Extracted records:
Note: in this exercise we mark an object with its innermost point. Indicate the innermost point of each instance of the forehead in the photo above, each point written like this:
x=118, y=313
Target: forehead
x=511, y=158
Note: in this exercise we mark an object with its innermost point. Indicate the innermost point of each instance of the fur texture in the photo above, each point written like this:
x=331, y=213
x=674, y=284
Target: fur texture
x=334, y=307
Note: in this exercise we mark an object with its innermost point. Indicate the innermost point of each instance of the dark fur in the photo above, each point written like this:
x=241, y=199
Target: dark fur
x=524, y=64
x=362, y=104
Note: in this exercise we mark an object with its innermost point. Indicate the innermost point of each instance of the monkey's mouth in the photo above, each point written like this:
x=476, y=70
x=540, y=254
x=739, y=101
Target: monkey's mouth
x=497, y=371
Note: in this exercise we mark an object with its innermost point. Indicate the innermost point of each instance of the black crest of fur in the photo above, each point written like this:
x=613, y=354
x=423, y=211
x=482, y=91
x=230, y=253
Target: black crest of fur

» **Job**: Take the items from the first line down to and including the line that contains "x=511, y=158", and change "forehead" to "nose" throughout those lines while leaving everything else the same.

» **Task response**:
Note: in this exercise we mark an object with its innermost point. Indicate the innermost point of each instance of the nose in the photo above, each point written like this:
x=118, y=313
Target: nose
x=511, y=158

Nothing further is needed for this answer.